* _Questão breve 1_
Calcule quantas linhas da listagem contêm a palavra "screen", diferenciando maiúsculas de minúsculas, e informe somente o número.

Em sua participação no vexaminoso evento dos “Direitos já”, ocorrido no dia 26 de junho, Guilherme Boulos, dirigente do Psol e do MTST, declarou:
“Da mesma forma que impeachment sem crime é golpe, crime sem impeachment é omissão”.
Por trás dessa declaração, há, na verdade, uma concepção completamente equivocada sobre o movimento do “Fora Bolsonaro”. Uma concepção que, inevitavelmente, levará a uma política desastrosa para a esquerda e para os trabalhadores.
A frase de Boulos está situada, como é óbvio, entre dois processos políticos bastante distintos. O primeiro, que seria o impeachment sem crime, se refere ao golpe de Estado contra Dilma Rousseff em 2016. O segundo, que seria o crime sem impeachment, se refere ao fato de que o governo Bolsonaro, imerso em supostos crimes, continua sendo apoiado pela maioria dos setores que controlam o parlamento. Não discordamos, naturalmente, que a derrubada de Dilma Rousseff foi um golpe, nem que não se posicionar em favor da derrubada de Bolsonaro seja uma grave omissão. Contudo, chamamos a atenção para o papel que o termo “crime” exerce em ambas as situações.
A derrubada de Dilma Rousseff foi escandalosa porque nenhum “crime” contra ela foi de fato comprovado. Diariamente, a imprensa golpista procurava vincular a presidenta com os mais estapafúrdios escândalos de corrupção, mas não teve êxito em momento algum. No entanto, é preciso questionar: e se, de fato, a presidenta tivesse cometido algum “crime”, deveria mesmo assim ser derrubada pelo parlamento? E, o que é ainda mais importante: quem seria o responsável por investigar esses supostos “crimes”?

* _Dados disponíveis_
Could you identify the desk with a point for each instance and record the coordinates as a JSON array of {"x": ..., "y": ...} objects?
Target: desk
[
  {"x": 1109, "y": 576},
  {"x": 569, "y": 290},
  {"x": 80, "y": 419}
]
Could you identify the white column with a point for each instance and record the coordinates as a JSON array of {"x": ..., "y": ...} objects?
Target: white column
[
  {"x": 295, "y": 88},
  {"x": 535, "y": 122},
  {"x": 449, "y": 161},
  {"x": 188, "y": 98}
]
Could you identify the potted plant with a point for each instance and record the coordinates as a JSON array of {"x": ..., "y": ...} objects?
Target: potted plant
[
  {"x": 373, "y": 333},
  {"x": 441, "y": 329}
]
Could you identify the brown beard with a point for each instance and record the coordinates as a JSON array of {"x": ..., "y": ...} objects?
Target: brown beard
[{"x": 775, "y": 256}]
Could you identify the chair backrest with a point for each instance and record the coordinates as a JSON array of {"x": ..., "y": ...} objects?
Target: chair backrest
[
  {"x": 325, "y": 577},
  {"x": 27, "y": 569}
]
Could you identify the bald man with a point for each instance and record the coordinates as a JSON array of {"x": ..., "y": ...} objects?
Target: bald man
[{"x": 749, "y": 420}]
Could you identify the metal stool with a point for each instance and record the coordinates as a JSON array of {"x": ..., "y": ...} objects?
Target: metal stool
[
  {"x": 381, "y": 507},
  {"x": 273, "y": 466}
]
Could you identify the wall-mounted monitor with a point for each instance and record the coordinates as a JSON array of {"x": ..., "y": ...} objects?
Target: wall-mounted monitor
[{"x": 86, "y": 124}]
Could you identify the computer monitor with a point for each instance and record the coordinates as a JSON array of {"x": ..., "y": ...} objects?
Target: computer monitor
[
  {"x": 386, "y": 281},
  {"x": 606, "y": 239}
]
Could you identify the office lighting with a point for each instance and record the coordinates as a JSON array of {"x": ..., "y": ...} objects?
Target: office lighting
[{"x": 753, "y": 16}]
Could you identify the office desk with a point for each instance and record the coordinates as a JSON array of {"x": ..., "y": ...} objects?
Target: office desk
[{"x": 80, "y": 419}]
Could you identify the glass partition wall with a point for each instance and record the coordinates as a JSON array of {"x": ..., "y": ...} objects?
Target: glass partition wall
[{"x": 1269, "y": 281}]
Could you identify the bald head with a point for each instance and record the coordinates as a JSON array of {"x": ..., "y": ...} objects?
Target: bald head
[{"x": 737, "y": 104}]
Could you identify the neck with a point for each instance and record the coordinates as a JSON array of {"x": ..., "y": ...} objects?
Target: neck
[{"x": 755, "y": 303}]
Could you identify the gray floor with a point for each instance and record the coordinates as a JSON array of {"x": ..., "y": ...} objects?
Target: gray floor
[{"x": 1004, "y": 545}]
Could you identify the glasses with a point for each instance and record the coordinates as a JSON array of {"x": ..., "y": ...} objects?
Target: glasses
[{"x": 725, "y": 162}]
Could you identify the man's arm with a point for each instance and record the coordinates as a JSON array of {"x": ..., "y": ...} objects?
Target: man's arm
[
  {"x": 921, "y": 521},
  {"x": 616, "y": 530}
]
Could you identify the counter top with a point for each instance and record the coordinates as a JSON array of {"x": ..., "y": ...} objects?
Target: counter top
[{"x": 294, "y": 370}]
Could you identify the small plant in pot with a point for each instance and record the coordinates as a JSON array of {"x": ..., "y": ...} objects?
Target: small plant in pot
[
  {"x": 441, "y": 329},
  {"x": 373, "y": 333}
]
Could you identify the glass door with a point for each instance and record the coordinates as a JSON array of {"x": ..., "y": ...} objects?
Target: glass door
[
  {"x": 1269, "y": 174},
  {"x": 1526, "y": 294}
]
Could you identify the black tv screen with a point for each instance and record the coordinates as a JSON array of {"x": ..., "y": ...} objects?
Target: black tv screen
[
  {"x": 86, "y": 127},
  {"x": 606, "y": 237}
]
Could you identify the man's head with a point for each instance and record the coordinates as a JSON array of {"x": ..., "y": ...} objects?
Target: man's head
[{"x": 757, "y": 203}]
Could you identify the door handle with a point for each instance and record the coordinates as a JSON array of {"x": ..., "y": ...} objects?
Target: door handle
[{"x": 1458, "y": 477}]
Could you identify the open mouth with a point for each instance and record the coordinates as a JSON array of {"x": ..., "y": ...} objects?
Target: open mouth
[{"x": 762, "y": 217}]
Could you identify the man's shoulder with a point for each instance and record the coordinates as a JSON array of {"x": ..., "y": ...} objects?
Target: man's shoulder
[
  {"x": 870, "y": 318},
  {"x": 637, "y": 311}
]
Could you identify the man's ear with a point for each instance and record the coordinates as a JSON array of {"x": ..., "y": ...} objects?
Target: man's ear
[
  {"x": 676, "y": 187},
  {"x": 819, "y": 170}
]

* _Questão breve 2_
Segundo o trecho, em que dia ocorreu o evento dos “Direitos já”?

* _Resposta 1_
2

* _Resposta 2_
Em 26 de junho.